- _Exercise details_
Which Python version does the nf-metro development guide require?

**** Excerpt ****

How to set up nf-metro for development, run the same checks CI runs, and get a change merged.

Terminal window
git clone https://github.com/seqeralabs/nf-metro
cd nf-metro
pip install -e ".[dev]"

Required Python: 3.10+. Dependencies: click, drawsvg, networkx, pillow. Dev extras add pytest, ruff, mypy.

Terminal window
# All tests
pytest
# Single test file or case
pytest tests/test_topology_validation.py
pytest tests/test_parser.py::test_parse_title
# Lint and types (match CI exactly)
ruff check src/ tests/
ruff format --check src/ tests/
mypy src/

The topology suite parametrizes over every .mmd in examples/topologies/ and runs the full layout oracle against each one. It is the most sensitive regression check, so it is worth running after any layout change.

  1. Run pytest and ruff format --check - CI runs both and will fail on either. 2. For any layout or rendering change, do a visual review - the automated checks confirm the geometry is valid, not that it looks right. 3. If you added behaviour, add a topology fixture that covers it (see below). 4. If you fixed a bug that had an xfail marker, remove the marker so the fix is locked in.

**** Listing ****

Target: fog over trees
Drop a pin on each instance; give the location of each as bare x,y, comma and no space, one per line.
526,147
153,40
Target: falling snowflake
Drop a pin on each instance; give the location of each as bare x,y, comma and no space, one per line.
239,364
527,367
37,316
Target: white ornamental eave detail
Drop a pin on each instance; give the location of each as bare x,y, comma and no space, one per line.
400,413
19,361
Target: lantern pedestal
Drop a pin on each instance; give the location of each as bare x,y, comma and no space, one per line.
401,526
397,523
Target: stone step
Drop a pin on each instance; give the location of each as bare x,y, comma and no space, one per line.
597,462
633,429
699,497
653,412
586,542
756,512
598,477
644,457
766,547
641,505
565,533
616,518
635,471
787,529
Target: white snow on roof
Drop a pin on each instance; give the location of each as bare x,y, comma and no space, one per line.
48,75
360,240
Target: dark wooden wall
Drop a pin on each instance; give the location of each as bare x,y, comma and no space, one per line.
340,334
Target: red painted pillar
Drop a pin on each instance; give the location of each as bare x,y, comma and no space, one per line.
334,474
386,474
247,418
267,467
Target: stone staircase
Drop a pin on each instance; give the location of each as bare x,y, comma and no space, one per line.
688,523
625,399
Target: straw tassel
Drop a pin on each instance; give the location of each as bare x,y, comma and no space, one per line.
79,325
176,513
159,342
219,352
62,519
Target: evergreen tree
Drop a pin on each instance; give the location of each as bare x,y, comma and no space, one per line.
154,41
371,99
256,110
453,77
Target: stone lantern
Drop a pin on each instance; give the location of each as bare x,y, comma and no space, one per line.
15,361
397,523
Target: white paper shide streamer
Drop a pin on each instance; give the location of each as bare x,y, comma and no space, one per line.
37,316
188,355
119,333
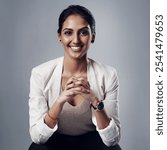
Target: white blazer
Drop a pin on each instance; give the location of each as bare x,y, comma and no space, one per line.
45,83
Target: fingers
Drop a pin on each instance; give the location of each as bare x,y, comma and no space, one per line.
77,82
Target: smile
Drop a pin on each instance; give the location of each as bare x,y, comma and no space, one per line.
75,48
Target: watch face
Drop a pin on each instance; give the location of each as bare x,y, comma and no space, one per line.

****

- _Reply to the task_
Python 3.10 or later.